-------- Source text --------

Part I – Representing the Situation:
There exist four concepts in the English language which need to be carefully examined in order to comprehend how they influence the fundamental aspects of all scientific studies. Those four words are “information”, “understanding”, “explanation” and “communication”. The central issue of any scientific endeavor is to understand the problem confronting one. One can refer to what is to be understood as “information” and the purpose of understanding is to provide an “explanation”. Finally, without communication, understanding is to a great extent rather worthless. In my definition of “communication” I include what one could call self communication which essentially amounts to consciously thinking about the issue to be explained.
Since my purpose here is to create a mathematical representation of all four concepts, the first step is to come up with a mathematical representation of “information” which makes no constraints whatsoever on any aspects of communicating that information. I will use an approach somewhat related to the concepts behind the the idea of TCP/IP internet packets. Internet packets essentially amount to collections of numerical labels for particular elements essential to the intended communication, the actual meaning of those labels is established by the design of the TCP/IP packets. I will use a collection of such numerical labels to denote what I call specific circumstances. The idea here is that any communications can be represented by a collection of such “circumstances”: i.e., any communication can be seen as a collection of meaningful elements. If every meaningful element is labelled with a specific numerical label, then the communication can be see as a collection of such numerical labels.

--------

● Task brief:
Copy out the text on representing information word for word, starting with "Part I – Representing" and going on through "to be explained.".

-------- Recorded data --------

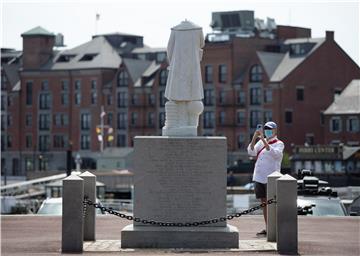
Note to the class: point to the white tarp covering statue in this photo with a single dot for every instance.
(184, 88)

--------

● Exercise result:
Part I – Representing the Situation:
There exist four concepts in the English language which need to be carefully examined in order to comprehend how they influence the fundamental aspects of all scientific studies. Those four words are “information”, “understanding”, “explanation” and “communication”. The central issue of any scientific endeavor is to understand the problem confronting one. One can refer to what is to be understood as “information” and the purpose of understanding is to provide an “explanation”. Finally, without communication, understanding is to a great extent rather worthless. In my definition of “communication” I include what one could call self communication which essentially amounts to consciously thinking about the issue to be explained.